WORK TO DO ::
Tally the lines in the records below that contain the string "windows", treating uppercase and lowercase as different. Give only the number.

INFORMATION SUPPLIED ::
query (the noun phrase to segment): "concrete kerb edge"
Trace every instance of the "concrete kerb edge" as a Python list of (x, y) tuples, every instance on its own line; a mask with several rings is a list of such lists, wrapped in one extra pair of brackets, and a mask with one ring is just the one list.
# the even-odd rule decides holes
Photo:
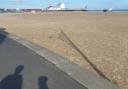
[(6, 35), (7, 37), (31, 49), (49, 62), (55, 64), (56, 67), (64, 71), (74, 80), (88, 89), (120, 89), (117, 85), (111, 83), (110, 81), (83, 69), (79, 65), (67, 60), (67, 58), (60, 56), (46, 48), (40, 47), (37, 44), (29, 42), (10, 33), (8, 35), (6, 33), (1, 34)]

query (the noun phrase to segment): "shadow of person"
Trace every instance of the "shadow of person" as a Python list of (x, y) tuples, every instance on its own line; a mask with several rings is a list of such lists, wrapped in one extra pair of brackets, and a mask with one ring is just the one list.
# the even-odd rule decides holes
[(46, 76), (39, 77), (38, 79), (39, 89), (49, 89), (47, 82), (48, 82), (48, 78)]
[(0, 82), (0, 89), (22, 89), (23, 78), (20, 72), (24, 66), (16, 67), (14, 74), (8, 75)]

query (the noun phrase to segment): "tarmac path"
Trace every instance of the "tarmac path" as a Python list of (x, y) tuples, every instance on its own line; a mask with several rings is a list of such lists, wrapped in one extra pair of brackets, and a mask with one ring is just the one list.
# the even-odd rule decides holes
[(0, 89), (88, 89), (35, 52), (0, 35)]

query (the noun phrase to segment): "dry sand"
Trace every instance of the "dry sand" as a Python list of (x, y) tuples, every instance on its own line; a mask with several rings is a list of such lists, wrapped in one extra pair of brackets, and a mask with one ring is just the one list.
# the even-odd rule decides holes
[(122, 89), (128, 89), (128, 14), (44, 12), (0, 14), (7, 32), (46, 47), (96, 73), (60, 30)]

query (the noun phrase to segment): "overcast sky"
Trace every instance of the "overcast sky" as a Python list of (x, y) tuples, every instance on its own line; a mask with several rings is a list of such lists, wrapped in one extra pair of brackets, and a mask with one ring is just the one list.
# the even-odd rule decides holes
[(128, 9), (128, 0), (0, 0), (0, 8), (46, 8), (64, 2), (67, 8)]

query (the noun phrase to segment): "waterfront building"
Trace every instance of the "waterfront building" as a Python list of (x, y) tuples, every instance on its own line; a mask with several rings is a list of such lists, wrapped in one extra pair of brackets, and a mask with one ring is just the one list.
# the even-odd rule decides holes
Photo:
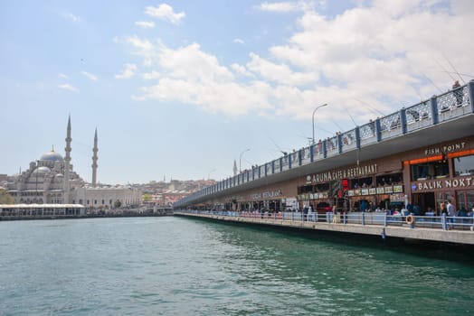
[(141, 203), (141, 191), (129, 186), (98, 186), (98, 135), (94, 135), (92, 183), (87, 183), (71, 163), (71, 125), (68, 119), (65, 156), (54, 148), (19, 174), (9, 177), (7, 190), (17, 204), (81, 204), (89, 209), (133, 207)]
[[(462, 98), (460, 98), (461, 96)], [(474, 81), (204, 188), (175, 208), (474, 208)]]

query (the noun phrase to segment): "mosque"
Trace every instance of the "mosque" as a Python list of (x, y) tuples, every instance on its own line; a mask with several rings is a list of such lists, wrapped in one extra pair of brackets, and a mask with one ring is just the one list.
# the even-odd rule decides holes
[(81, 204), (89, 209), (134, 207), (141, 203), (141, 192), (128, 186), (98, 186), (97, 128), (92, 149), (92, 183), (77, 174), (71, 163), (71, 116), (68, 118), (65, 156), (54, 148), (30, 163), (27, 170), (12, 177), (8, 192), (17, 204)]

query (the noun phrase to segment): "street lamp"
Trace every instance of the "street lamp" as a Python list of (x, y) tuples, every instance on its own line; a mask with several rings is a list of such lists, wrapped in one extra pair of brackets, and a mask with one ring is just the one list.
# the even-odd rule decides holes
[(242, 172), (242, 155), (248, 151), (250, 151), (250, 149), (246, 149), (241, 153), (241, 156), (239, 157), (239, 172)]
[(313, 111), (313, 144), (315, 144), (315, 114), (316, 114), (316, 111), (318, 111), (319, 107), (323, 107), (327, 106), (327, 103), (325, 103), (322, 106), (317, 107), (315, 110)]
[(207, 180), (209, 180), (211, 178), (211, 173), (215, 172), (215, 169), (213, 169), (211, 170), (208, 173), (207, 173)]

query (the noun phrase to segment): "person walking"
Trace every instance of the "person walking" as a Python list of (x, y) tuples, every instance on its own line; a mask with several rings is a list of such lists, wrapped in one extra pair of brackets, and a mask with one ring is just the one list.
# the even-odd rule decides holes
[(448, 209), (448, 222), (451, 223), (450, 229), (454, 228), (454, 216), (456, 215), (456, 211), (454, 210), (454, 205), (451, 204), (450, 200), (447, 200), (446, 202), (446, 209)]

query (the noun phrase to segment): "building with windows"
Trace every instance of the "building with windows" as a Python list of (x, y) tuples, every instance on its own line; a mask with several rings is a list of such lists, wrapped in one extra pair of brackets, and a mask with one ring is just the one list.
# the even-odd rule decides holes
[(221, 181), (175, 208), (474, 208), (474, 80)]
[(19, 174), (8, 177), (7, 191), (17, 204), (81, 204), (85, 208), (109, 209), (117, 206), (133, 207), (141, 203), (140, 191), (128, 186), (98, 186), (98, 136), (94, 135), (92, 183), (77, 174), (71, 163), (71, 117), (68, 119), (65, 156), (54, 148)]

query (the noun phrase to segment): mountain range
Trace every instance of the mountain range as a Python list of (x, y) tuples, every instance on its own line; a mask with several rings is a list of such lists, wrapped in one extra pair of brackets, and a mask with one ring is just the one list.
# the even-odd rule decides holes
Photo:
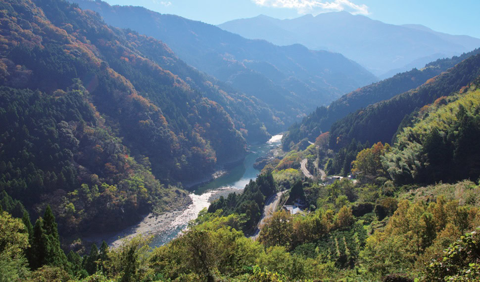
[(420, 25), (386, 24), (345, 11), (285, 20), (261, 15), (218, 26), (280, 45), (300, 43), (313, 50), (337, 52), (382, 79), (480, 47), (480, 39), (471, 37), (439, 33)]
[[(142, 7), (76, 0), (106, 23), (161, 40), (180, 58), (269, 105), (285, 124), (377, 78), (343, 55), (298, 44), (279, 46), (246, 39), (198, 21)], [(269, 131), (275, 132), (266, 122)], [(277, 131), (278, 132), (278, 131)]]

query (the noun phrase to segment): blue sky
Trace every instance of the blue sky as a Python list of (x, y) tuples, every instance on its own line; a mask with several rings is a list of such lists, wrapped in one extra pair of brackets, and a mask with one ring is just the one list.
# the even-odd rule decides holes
--
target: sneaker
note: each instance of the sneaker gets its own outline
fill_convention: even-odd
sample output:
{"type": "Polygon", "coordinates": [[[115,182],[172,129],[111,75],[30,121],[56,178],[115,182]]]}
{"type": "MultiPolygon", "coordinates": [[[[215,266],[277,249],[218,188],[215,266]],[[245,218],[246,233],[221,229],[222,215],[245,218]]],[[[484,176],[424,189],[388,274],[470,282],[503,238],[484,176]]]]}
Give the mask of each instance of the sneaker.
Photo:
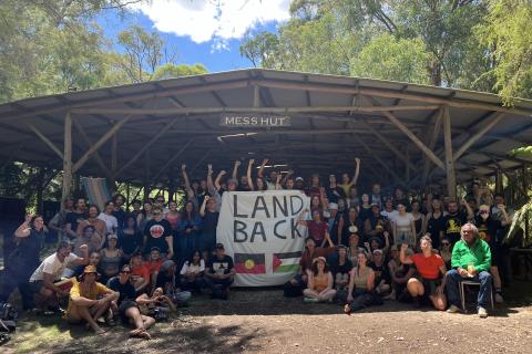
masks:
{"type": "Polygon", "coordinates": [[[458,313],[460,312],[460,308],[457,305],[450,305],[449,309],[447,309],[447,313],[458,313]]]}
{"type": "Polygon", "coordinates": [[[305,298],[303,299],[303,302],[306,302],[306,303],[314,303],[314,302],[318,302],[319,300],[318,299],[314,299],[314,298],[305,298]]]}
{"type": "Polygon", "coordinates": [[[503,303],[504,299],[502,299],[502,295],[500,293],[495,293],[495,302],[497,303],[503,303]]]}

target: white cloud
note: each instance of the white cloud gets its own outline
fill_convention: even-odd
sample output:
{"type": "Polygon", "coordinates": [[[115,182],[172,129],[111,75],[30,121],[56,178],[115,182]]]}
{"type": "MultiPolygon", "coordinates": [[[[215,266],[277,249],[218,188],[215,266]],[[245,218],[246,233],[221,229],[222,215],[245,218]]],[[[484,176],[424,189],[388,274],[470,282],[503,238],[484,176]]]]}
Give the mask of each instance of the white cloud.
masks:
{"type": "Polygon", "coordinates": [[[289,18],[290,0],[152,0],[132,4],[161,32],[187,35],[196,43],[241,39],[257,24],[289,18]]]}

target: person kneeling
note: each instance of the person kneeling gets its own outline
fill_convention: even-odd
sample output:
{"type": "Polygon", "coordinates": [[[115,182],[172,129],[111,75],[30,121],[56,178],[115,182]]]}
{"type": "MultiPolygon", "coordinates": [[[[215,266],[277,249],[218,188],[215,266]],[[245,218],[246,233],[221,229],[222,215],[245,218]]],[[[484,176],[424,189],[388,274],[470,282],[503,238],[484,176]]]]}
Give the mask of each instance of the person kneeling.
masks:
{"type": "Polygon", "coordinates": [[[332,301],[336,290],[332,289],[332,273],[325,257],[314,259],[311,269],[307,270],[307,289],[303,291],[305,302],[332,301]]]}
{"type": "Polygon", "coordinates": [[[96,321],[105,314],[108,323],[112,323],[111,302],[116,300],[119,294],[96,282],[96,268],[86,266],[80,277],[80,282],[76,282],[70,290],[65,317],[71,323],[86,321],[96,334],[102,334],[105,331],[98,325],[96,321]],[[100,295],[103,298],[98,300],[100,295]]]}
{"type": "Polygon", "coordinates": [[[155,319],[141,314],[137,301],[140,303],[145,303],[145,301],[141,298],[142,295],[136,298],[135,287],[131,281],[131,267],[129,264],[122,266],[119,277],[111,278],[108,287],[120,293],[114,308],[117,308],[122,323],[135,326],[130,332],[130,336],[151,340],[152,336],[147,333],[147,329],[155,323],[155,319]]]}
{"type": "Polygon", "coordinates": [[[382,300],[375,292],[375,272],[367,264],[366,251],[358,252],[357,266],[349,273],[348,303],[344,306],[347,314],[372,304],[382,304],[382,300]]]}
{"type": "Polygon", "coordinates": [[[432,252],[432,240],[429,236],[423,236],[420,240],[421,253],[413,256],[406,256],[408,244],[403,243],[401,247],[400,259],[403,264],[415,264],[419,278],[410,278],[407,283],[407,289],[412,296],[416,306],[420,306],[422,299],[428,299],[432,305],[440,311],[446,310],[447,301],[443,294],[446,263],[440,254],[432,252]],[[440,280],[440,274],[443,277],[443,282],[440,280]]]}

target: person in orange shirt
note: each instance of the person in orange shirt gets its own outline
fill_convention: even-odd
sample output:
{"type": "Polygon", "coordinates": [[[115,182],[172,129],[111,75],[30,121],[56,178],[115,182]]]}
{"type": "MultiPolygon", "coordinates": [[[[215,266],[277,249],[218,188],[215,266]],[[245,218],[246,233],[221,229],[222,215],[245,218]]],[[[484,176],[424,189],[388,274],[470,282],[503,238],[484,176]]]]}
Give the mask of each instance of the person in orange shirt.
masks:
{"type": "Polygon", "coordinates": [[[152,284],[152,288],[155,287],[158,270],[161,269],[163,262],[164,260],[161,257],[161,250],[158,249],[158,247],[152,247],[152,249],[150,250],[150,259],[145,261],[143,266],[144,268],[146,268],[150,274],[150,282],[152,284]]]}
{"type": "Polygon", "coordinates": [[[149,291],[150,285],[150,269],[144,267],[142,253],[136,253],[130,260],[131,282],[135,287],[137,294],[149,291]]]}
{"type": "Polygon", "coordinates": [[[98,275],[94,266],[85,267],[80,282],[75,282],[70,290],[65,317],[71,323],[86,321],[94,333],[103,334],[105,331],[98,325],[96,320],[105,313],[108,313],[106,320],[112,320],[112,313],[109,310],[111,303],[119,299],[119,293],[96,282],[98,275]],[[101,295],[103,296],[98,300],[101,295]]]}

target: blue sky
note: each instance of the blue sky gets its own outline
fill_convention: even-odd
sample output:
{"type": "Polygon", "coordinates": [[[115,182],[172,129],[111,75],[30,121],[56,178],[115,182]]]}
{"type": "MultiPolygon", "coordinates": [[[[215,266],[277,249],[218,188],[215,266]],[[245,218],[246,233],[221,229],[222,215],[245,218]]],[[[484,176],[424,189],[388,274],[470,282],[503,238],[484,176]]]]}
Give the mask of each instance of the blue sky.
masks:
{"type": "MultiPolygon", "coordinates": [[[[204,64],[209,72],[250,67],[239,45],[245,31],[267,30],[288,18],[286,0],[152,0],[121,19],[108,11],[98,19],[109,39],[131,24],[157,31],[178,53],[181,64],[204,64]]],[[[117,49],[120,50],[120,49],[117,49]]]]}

ANSWER TO THIS PROBLEM ::
2